Show, in full, each line of the entries below that contains the string "with".

Start of Supplied data

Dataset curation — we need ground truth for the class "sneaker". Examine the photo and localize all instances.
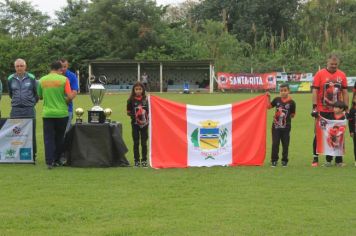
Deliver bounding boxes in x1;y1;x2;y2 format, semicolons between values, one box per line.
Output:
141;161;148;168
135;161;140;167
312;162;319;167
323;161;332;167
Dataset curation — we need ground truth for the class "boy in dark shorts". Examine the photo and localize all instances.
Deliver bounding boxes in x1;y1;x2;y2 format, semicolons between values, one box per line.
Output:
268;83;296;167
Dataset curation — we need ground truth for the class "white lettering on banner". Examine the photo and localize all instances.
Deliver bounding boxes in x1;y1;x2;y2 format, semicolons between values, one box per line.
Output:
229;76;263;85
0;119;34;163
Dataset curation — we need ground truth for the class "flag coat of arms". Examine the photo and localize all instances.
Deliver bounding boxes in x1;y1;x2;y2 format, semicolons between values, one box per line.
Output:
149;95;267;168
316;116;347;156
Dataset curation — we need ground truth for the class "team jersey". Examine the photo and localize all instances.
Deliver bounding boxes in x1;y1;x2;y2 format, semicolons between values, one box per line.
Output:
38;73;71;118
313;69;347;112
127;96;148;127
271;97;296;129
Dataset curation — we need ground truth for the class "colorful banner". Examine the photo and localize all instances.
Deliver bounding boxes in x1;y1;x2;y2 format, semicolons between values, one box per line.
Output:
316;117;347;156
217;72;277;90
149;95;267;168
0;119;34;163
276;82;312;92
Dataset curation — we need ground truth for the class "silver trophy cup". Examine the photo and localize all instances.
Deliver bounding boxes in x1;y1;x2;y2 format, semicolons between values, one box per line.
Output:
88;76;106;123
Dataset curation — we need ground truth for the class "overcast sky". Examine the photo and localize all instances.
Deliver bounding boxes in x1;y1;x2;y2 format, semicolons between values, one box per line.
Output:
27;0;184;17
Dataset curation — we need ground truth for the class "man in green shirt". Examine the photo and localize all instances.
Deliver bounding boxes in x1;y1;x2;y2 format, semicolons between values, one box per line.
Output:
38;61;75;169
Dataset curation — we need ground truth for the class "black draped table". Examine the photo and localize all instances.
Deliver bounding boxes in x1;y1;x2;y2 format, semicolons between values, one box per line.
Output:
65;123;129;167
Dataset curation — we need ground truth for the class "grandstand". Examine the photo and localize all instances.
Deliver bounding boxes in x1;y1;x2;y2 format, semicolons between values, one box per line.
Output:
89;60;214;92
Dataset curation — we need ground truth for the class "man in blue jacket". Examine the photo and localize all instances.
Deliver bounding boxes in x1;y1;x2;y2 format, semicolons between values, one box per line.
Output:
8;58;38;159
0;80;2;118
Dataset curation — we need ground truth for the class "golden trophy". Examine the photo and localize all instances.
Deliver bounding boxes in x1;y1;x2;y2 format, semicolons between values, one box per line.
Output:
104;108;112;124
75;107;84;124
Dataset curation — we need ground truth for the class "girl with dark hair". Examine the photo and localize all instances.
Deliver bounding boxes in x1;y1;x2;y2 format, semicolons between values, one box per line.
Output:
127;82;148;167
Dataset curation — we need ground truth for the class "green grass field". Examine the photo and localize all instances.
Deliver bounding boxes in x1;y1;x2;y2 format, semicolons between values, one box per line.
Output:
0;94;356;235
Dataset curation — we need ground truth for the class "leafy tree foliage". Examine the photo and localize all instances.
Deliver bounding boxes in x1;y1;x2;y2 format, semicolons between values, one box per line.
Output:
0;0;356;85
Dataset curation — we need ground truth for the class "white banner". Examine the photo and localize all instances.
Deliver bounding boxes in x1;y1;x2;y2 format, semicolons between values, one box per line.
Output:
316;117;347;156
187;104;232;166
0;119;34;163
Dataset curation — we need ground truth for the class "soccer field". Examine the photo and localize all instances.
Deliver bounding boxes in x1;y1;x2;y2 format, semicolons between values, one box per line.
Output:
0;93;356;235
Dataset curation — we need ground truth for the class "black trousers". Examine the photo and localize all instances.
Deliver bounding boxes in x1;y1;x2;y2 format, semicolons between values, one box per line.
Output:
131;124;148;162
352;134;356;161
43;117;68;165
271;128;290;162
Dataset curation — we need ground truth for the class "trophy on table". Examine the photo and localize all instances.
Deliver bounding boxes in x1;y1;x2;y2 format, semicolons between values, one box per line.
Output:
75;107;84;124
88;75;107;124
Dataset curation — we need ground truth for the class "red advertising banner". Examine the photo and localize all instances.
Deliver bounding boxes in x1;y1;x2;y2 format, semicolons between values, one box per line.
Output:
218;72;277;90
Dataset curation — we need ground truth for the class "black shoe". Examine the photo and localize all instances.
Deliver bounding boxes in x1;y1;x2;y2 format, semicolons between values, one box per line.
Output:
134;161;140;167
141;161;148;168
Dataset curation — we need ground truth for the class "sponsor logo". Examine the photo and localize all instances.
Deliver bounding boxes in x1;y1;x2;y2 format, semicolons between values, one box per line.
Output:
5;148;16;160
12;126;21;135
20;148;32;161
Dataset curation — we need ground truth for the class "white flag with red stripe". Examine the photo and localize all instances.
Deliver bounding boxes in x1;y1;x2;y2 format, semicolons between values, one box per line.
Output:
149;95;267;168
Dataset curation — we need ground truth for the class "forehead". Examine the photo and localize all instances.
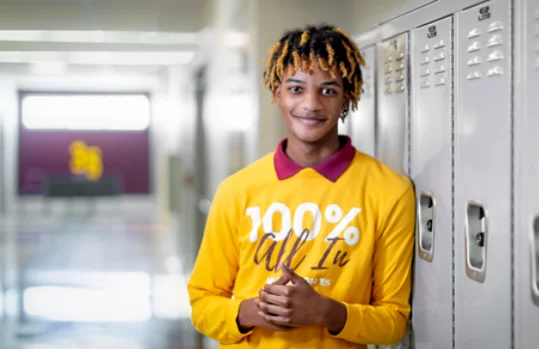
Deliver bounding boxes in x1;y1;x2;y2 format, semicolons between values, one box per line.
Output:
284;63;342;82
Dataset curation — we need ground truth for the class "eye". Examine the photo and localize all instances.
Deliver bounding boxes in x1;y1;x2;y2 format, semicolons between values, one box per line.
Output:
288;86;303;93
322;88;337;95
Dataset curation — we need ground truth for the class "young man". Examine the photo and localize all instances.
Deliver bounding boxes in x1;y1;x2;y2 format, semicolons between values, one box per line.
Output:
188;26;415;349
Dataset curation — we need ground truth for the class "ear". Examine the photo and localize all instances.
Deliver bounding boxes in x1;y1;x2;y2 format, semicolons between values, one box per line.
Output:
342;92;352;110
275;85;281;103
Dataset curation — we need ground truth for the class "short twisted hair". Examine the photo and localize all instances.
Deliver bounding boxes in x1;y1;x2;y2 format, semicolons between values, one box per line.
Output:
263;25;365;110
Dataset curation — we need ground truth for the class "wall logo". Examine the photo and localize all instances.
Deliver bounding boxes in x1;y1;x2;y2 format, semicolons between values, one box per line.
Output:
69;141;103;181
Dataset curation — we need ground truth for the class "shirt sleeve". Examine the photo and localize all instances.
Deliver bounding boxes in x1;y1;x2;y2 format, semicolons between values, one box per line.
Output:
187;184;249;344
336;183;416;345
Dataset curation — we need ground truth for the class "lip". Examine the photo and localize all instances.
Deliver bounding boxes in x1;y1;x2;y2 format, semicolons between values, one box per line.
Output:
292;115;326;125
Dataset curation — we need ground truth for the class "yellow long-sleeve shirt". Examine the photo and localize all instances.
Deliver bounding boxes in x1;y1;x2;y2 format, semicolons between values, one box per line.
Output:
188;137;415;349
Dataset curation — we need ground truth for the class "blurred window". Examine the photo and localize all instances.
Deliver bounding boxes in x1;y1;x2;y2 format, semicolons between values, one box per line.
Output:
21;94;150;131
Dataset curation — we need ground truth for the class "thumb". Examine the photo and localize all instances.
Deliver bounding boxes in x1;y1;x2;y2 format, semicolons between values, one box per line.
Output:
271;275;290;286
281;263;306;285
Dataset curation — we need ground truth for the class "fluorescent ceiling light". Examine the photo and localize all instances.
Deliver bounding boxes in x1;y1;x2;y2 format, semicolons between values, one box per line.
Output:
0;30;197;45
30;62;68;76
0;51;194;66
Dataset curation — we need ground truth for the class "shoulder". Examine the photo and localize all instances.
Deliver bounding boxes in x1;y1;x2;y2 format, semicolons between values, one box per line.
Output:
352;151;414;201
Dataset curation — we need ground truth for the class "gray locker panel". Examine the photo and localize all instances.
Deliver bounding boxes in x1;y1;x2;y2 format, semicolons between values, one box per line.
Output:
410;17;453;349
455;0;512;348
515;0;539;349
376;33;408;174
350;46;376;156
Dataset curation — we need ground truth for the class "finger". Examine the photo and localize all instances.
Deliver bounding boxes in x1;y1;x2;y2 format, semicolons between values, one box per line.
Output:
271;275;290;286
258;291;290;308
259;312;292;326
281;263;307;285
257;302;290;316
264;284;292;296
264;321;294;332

End of Supplied data

> [Output below]
Dataset curation — we need ground truth for the class "girl with dark hair". Examine the photo and localize all instances.
Dataset curation — we need ground truth for the class "white flag with red stripe". Examine the photo and localize all instances.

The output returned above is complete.